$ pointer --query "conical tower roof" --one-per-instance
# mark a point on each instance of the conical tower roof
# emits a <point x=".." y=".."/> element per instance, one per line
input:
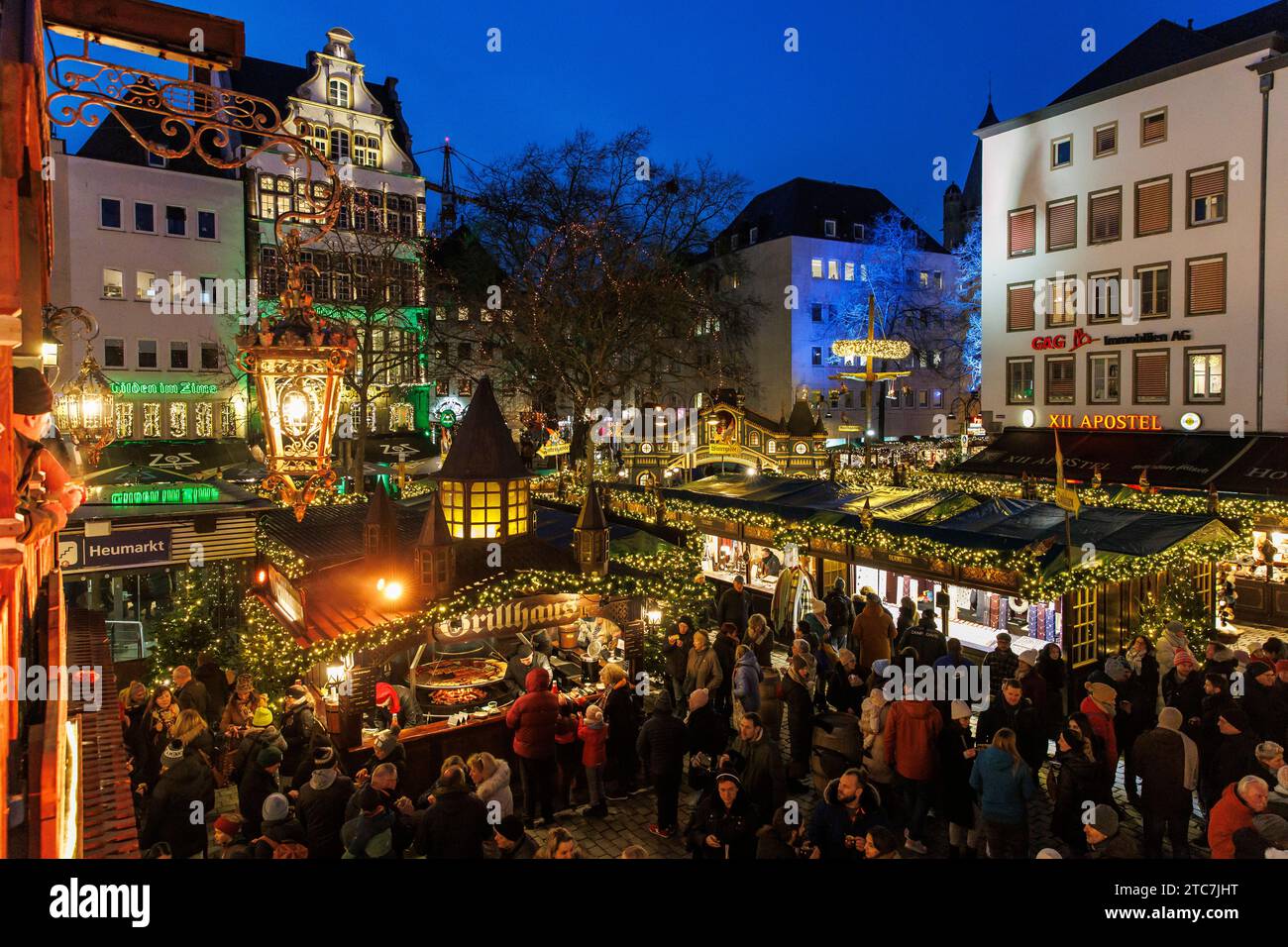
<point x="482" y="449"/>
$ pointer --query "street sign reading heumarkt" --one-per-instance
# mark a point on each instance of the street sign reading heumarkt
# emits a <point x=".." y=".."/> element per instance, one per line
<point x="127" y="549"/>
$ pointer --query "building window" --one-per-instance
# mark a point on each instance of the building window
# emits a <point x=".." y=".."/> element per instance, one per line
<point x="175" y="221"/>
<point x="110" y="213"/>
<point x="1150" y="376"/>
<point x="1021" y="230"/>
<point x="1104" y="140"/>
<point x="1106" y="215"/>
<point x="1207" y="195"/>
<point x="151" y="419"/>
<point x="114" y="283"/>
<point x="1103" y="296"/>
<point x="1061" y="153"/>
<point x="124" y="419"/>
<point x="1061" y="224"/>
<point x="1205" y="286"/>
<point x="1153" y="127"/>
<point x="209" y="356"/>
<point x="1061" y="300"/>
<point x="147" y="354"/>
<point x="1060" y="379"/>
<point x="1205" y="372"/>
<point x="338" y="91"/>
<point x="1019" y="308"/>
<point x="204" y="419"/>
<point x="178" y="419"/>
<point x="1103" y="375"/>
<point x="1019" y="380"/>
<point x="207" y="226"/>
<point x="1155" y="290"/>
<point x="339" y="145"/>
<point x="145" y="218"/>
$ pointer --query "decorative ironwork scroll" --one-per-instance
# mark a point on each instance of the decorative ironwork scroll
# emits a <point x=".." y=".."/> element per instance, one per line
<point x="194" y="119"/>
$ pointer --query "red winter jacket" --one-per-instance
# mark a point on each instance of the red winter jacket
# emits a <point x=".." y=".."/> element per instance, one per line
<point x="1104" y="727"/>
<point x="593" y="740"/>
<point x="911" y="736"/>
<point x="533" y="716"/>
<point x="1228" y="815"/>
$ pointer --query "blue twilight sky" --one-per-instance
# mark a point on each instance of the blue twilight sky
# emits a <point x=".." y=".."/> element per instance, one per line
<point x="876" y="91"/>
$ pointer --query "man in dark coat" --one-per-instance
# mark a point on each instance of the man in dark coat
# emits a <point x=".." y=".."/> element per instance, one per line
<point x="456" y="825"/>
<point x="1167" y="763"/>
<point x="661" y="746"/>
<point x="185" y="780"/>
<point x="321" y="805"/>
<point x="734" y="605"/>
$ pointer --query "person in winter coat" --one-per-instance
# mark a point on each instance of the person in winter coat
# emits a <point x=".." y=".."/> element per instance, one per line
<point x="1237" y="805"/>
<point x="724" y="825"/>
<point x="277" y="826"/>
<point x="185" y="779"/>
<point x="840" y="613"/>
<point x="1168" y="764"/>
<point x="490" y="779"/>
<point x="956" y="802"/>
<point x="661" y="746"/>
<point x="875" y="631"/>
<point x="912" y="732"/>
<point x="1005" y="785"/>
<point x="746" y="684"/>
<point x="592" y="733"/>
<point x="734" y="605"/>
<point x="1100" y="705"/>
<point x="532" y="718"/>
<point x="1014" y="711"/>
<point x="759" y="763"/>
<point x="845" y="685"/>
<point x="1050" y="665"/>
<point x="703" y="668"/>
<point x="1073" y="781"/>
<point x="872" y="722"/>
<point x="675" y="656"/>
<point x="800" y="714"/>
<point x="622" y="731"/>
<point x="840" y="822"/>
<point x="321" y="805"/>
<point x="456" y="825"/>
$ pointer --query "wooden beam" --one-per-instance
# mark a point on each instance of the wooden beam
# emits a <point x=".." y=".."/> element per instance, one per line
<point x="160" y="30"/>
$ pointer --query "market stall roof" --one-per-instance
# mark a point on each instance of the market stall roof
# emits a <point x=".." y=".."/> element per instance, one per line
<point x="1172" y="459"/>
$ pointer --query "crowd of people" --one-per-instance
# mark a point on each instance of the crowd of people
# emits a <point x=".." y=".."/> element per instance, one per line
<point x="1189" y="723"/>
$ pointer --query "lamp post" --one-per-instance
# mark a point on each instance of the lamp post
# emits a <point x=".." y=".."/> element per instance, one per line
<point x="870" y="350"/>
<point x="297" y="365"/>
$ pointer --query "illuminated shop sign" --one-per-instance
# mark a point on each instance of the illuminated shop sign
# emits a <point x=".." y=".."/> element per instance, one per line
<point x="163" y="388"/>
<point x="1106" y="421"/>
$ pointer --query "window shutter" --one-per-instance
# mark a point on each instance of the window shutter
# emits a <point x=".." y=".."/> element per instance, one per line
<point x="1154" y="128"/>
<point x="1061" y="226"/>
<point x="1154" y="208"/>
<point x="1019" y="308"/>
<point x="1107" y="215"/>
<point x="1207" y="286"/>
<point x="1151" y="376"/>
<point x="1022" y="224"/>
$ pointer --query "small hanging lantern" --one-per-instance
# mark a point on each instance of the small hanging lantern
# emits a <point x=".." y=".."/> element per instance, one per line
<point x="86" y="410"/>
<point x="297" y="365"/>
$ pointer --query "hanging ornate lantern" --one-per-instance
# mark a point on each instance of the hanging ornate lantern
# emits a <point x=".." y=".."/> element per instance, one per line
<point x="86" y="410"/>
<point x="297" y="365"/>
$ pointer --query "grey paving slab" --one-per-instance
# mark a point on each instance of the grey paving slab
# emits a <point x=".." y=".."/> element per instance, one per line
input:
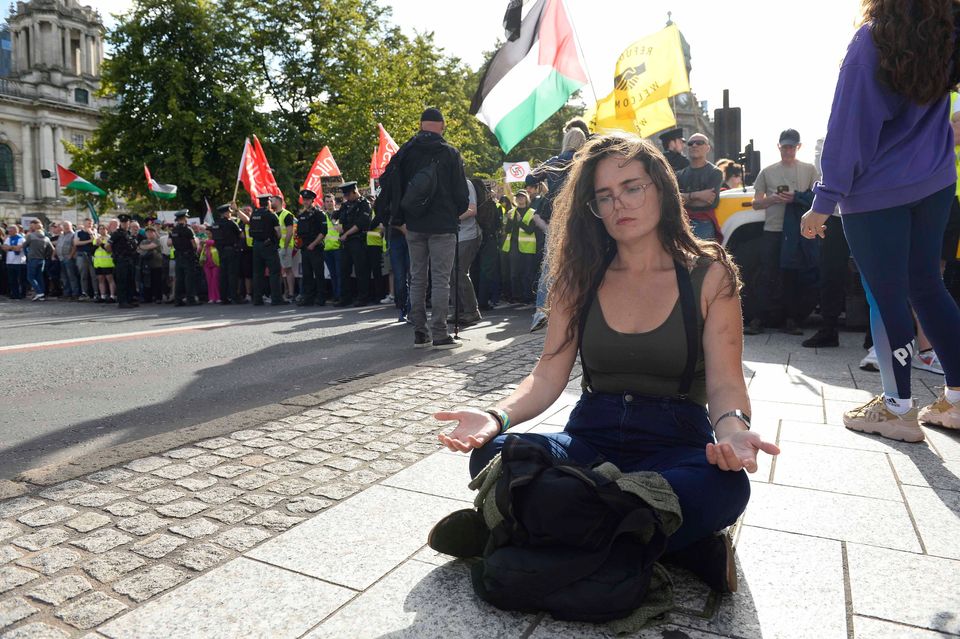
<point x="791" y="389"/>
<point x="421" y="601"/>
<point x="927" y="591"/>
<point x="853" y="472"/>
<point x="867" y="628"/>
<point x="440" y="475"/>
<point x="937" y="514"/>
<point x="363" y="538"/>
<point x="767" y="412"/>
<point x="778" y="567"/>
<point x="242" y="598"/>
<point x="864" y="520"/>
<point x="946" y="441"/>
<point x="923" y="467"/>
<point x="837" y="436"/>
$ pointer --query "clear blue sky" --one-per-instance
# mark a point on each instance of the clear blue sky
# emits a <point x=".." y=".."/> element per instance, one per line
<point x="778" y="59"/>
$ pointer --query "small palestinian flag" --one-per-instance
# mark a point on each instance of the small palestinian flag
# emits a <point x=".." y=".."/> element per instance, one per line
<point x="72" y="181"/>
<point x="162" y="191"/>
<point x="530" y="77"/>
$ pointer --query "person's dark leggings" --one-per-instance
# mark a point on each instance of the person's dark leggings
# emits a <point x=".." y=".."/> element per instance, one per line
<point x="834" y="263"/>
<point x="638" y="433"/>
<point x="897" y="251"/>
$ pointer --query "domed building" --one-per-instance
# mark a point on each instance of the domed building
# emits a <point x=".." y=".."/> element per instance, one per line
<point x="54" y="51"/>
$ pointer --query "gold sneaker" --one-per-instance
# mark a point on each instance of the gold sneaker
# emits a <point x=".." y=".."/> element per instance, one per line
<point x="875" y="417"/>
<point x="941" y="413"/>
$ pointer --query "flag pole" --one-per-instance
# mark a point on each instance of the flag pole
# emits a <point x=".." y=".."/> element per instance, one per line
<point x="243" y="155"/>
<point x="583" y="58"/>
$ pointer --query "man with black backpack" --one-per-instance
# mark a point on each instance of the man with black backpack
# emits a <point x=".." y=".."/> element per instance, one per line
<point x="424" y="190"/>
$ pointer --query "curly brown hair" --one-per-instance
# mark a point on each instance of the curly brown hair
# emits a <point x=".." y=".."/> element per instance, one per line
<point x="917" y="45"/>
<point x="579" y="246"/>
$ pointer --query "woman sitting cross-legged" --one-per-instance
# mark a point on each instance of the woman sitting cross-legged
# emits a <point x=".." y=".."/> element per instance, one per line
<point x="655" y="314"/>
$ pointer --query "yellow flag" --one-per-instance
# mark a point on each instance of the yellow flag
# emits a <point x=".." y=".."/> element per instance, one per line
<point x="648" y="72"/>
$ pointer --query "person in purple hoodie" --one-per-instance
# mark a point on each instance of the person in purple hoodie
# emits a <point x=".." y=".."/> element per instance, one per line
<point x="888" y="164"/>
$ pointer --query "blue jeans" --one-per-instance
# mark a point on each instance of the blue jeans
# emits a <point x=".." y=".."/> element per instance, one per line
<point x="897" y="251"/>
<point x="14" y="280"/>
<point x="332" y="260"/>
<point x="35" y="276"/>
<point x="400" y="265"/>
<point x="659" y="434"/>
<point x="543" y="285"/>
<point x="70" y="277"/>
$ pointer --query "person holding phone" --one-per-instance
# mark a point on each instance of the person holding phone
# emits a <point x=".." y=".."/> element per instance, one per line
<point x="775" y="188"/>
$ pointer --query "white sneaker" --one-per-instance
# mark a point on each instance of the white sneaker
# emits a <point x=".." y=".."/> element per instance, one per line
<point x="927" y="361"/>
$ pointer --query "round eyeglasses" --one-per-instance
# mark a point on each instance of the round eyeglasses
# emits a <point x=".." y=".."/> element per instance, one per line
<point x="632" y="197"/>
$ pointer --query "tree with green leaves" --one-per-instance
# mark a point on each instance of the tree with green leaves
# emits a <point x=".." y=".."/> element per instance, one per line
<point x="185" y="101"/>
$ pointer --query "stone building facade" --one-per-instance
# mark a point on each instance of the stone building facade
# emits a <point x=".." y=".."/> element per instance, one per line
<point x="48" y="96"/>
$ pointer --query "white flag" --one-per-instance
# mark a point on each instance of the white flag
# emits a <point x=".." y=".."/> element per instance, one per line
<point x="516" y="171"/>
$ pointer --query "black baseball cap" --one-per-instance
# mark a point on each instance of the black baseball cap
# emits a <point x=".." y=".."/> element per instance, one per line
<point x="790" y="137"/>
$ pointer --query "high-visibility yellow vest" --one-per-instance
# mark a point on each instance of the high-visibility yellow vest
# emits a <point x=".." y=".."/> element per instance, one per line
<point x="331" y="241"/>
<point x="284" y="214"/>
<point x="102" y="257"/>
<point x="374" y="238"/>
<point x="526" y="240"/>
<point x="214" y="253"/>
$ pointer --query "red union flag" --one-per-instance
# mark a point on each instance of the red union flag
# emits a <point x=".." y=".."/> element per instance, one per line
<point x="255" y="173"/>
<point x="385" y="152"/>
<point x="323" y="166"/>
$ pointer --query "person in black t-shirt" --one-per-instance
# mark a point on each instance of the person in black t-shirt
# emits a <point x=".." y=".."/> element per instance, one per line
<point x="186" y="248"/>
<point x="228" y="239"/>
<point x="265" y="230"/>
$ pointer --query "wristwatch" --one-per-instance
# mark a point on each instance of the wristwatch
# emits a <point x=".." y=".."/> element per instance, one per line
<point x="736" y="412"/>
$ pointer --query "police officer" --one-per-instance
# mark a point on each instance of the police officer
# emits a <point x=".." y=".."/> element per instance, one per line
<point x="331" y="246"/>
<point x="673" y="142"/>
<point x="228" y="239"/>
<point x="312" y="229"/>
<point x="123" y="247"/>
<point x="354" y="219"/>
<point x="186" y="248"/>
<point x="265" y="231"/>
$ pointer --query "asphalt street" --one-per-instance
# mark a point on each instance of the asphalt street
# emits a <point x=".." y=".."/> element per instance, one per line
<point x="80" y="377"/>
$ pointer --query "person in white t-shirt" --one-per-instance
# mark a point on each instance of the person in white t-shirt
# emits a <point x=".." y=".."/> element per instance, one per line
<point x="775" y="188"/>
<point x="16" y="261"/>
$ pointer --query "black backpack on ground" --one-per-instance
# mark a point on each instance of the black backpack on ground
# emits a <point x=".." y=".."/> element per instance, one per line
<point x="571" y="542"/>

== == ==

→ What is required
With pictures removed, write out exactly each line of the entries from the first through the line that holds "# mark a point on each instance of the building".

→ Answer box
$ pointer --query "conical tower roof" --one-per-instance
# mark a point on each instance of the conical tower roof
# emits a <point x=".." y=".."/> element per instance, one per line
input:
<point x="482" y="449"/>
$ pointer --query "street sign reading heumarkt" --one-per-instance
# mark a point on each instance of the street sign reading heumarkt
# emits a <point x=".." y=".."/> element per instance, one per line
<point x="127" y="549"/>
$ pointer --query "building window" --one-per-instance
# mark a point on each instance of the building window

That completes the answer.